** start DOCUMENT SEGMENT **

Review of Theory of Business Enterprise by Thorsten Veblen

James Hayden Tufts

Those who read and enjoyed Professor Veblen's extremely acute, subtle and brilliant Theory of the Leisure Class will bring a keen appetite to the analysis of current business processes and psychology which is given in the present volume. Nor will they be disappointed. There is the sane cool, scientific dissection of current processes, standards and ideals, which, by its very attitude of unimpassioned, relent-less laying bare of sources and springs of action, is more effective than the most passionate sarcasm or invective. There is the same ability to coin a phrase, or use a word in a new application, which shall carry a whole chapter within itself, and become, in the reader's mind, a perpetual challenge to a principle, institution or whole series of conventions. There is the same combination of wealth of concrete material with psychological analysis and philosophical method; the same exploration of economic, social and cultural fields with a given principle. Finally, there is, I venture to think, a similar tendency to simplify the complex springs of human action more than is warranted by an impartial interpretation of the facts. The former volume has not as yet received the attention from psychologists which it deserves, and the title of the present volume would not suggest the large amount of social psychology which it contains. This psychology appears first in the account of business itself, its aims, its assumptions, its prosperity or depression; secondly, in the account of the industrial processes; and thirdly, in tracing the respective influence of these two forms of occupation upon the minds of those who follow them, and upon the broader cultural spheres, economic, political, educational, domestic and religious.

** end DOCUMENT SEGMENT **

STATED TASK - Render this sentence from the book review in Spanish: "The former volume has not as yet received the attention from psychologists which it deserves, and the title of the present volume would not suggest the large amount of social psychology which it contains."

** start RECORDED DATA **

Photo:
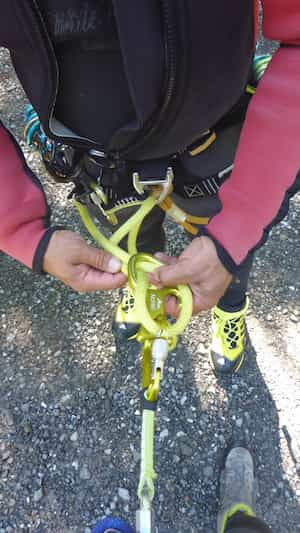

** end RECORDED DATA **

ANSWER TO THE PROBLEM - El volumen anterior todavía no ha recibido de los psicólogos la atención que merece, y el título del presente volumen no haría pensar en la gran cantidad de psicología social que contiene.